Would you restate all the data that follows, word for word?

Items listed in a dataset
▼

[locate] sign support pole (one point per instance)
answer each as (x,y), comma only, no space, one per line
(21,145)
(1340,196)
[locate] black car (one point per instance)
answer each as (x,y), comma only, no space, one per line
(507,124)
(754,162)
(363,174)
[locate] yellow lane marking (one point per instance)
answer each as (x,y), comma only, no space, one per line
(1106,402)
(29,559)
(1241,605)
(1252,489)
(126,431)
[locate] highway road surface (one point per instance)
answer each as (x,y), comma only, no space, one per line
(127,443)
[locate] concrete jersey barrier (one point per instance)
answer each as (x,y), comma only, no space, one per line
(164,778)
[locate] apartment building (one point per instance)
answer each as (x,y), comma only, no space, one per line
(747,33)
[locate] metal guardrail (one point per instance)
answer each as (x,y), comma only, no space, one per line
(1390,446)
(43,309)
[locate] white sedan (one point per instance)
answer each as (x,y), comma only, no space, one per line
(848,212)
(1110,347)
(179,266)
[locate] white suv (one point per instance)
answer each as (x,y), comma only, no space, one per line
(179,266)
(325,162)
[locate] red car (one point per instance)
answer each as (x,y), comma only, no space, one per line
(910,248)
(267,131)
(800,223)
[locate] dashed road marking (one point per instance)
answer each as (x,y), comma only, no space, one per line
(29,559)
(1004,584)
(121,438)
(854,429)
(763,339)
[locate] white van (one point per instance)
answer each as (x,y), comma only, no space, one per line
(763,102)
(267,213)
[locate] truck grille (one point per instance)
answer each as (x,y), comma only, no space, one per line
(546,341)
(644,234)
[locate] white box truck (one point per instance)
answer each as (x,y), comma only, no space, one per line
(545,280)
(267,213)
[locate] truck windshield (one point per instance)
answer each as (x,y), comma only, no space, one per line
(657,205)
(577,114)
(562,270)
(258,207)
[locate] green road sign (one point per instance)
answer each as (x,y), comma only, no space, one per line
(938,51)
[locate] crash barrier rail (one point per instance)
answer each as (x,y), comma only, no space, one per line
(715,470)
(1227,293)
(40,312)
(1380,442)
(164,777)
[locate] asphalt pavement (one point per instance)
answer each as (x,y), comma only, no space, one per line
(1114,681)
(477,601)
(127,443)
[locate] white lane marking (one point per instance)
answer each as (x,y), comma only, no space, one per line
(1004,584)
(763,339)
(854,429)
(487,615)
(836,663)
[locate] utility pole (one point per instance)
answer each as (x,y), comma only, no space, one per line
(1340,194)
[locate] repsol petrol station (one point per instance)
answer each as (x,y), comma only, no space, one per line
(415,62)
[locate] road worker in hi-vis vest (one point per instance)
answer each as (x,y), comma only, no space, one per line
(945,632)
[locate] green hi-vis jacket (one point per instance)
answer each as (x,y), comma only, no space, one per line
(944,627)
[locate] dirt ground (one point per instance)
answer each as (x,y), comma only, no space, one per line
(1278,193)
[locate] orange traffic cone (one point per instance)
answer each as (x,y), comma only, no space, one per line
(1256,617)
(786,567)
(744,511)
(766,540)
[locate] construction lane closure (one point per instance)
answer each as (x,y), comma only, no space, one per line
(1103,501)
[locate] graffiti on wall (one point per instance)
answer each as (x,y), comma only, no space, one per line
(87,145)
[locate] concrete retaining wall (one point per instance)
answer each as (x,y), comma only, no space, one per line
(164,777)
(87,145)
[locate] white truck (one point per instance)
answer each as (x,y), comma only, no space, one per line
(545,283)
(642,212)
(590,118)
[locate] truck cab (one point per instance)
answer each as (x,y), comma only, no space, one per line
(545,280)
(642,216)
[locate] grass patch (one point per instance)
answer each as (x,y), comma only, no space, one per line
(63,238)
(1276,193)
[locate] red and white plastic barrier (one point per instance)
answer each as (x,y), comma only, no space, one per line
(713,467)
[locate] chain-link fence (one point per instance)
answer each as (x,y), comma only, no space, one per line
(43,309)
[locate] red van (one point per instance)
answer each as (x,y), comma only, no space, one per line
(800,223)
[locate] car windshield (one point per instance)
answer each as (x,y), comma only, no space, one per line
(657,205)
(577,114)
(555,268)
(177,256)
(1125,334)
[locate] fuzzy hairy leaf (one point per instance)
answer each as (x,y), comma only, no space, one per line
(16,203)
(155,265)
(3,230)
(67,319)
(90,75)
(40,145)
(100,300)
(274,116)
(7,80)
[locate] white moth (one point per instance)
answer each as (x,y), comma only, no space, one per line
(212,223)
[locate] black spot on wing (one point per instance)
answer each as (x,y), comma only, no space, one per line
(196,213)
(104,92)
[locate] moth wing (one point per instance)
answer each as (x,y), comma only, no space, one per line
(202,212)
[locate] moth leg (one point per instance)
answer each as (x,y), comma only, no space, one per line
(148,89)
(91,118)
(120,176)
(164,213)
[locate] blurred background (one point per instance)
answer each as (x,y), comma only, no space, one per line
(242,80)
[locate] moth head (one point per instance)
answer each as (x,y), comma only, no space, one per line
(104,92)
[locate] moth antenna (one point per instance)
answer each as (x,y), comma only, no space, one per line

▲

Worked solution
[locate] sign support pole (one point per instance)
answer each as (x,y), comma only, no space, one per line
(21,145)
(1340,196)
[locate] black car (one point per instance)
answer each as (x,y), comma only, no space, one per line
(507,124)
(754,162)
(363,174)
[locate] yellow lane marking (one point per instance)
answer each as (x,y), comma only, no space, one per line
(1106,402)
(29,559)
(1241,605)
(1252,489)
(126,431)
[locate] highway road surface (one point per instance)
answer each as (x,y), comma only, no space, one per line
(127,443)
[locate] concrete jersey barrier (one point per instance)
answer each as (x,y), comma only, no space, one per line
(164,778)
[locate] apartment building (one point per instance)
answer each as (x,y), comma only, no space, one per line
(747,33)
[locate] metal guardrail (one point per instance)
answer each as (x,y), comma only, no space, one per line
(1390,446)
(43,309)
[locate] white sedan (one point per instance)
answer each as (x,y), comma only, no space, one per line
(848,212)
(1110,347)
(179,266)
[locate] white suv (one point per instance)
answer each as (x,y), comma only, no space, one per line
(179,266)
(325,162)
[locate] red car (one point per instance)
answer each as (x,y), comma only, no space, one per line
(910,248)
(267,131)
(800,223)
[locate] dashed road marking (one point per instance)
answer each as (x,y), comma only, no space, one per line
(29,559)
(1004,584)
(121,438)
(854,429)
(763,339)
[locate] white van (one point per instance)
answer each as (x,y), comma only, no space, one per line
(763,102)
(267,213)
[locate] truck grille (one point per instance)
answer each as (x,y), comma only, no space, one per line
(546,341)
(644,234)
[locate] white box truck (one point per instance)
answer each as (x,y), comma only, no space, one per line
(545,280)
(267,213)
[locate] truck windshield (one point per instance)
answer each as (x,y), comma only, no space, one per line
(657,205)
(577,114)
(562,270)
(258,207)
[locate] green road sign (one point per instance)
answer each as (x,y), comma only, no space, one per line
(938,51)
[locate] crash barrier rail (one point per instance)
answer each as (x,y), comma only, no space, one per line
(715,470)
(1227,293)
(40,312)
(1380,442)
(164,777)
[locate] asphalt pavement (one point per instance)
answer each as (x,y), comma only, no space, one per line
(1114,681)
(477,601)
(127,443)
[locate] white lane marking (one point per instance)
answer each as (x,y), comma only, no space, one per line
(1004,584)
(763,339)
(854,429)
(487,615)
(836,663)
[locate] utility pole (one point per instance)
answer each as (x,y), comma only, no space, one per line
(1340,194)
[locate] repsol petrol station (one point per instance)
answer each as (x,y), comma only, no space, one per line
(415,62)
[locate] road worker in hi-vis vest (one point per instance)
answer each as (x,y), comma only, no space, one per line
(945,632)
[locate] green hi-vis jacket (one point per instance)
answer each as (x,y), comma only, no space, one per line
(944,627)
[locate] dirt ground (one point per instance)
answer each as (x,y), comma only, no space, one per line
(1278,193)
[locate] orange traffic cone (one point per instance)
answer each as (x,y), comma only, no space, one per line
(1256,617)
(786,567)
(744,511)
(766,540)
[locate] construction lane closure (one point per instance)
answer each as (x,y), comma only, no space, one per line
(1103,501)
[locate] graffiti on wall (one point per instance)
answer each as (x,y), comma only, no space, one per line
(87,145)
[locate] concrete retaining wall (one point per instance)
answer each as (x,y), comma only, no space, one per line
(164,777)
(87,145)
[locate] white truck (one point per instance)
answer each as (x,y), comma only, no space, one per line
(545,283)
(642,212)
(590,118)
[locate] truck cab (one point per instance)
answer each as (x,y), comma only, no space, one per line
(545,280)
(642,216)
[locate] grass patch (one point per instance)
answer each as (x,y), comma only, no space, one per line
(63,238)
(1276,193)
[locate] red and white plastic barrier (one point per instance)
answer each as (x,y), comma only, no space, one per line
(713,467)
[locate] chain-link fence (one point per instance)
answer each as (x,y), comma only, no space, one per line
(43,309)
[locate] red van (one point per instance)
answer each as (x,y), comma only, no space, one per line
(800,223)
[locate] car windshield (one point per instance)
answer each as (x,y), comma only, no space, one per line
(657,205)
(577,114)
(555,268)
(177,256)
(1125,334)
[locate] fuzzy hairy leaf (one point per instance)
answer each as (x,y), comma only, no space, one per line
(16,203)
(155,265)
(3,230)
(67,319)
(90,75)
(40,145)
(100,300)
(274,116)
(7,80)
[locate] white moth (one point per instance)
answer each as (x,y), comma only, no space, one per line
(212,223)
[locate] black spot on wing (one point per instance)
answer each as (x,y), comma only, no space, one per line
(196,213)
(104,92)
[locate] moth wing (one point per instance)
answer each as (x,y), comma only, no space, one per line
(202,212)
[locate] moth leg (one point per instance)
answer each as (x,y), comma only, no space, one per line
(148,89)
(91,118)
(120,176)
(164,213)
[locate] blurred background (one point per instance)
answer each as (x,y), comma only, no space, one per line
(242,80)
[locate] moth head (one point per instance)
answer each as (x,y), comma only, no space, one per line
(104,92)
[locate] moth antenna (one point per instance)
answer each as (x,y), comma only, no space, one per line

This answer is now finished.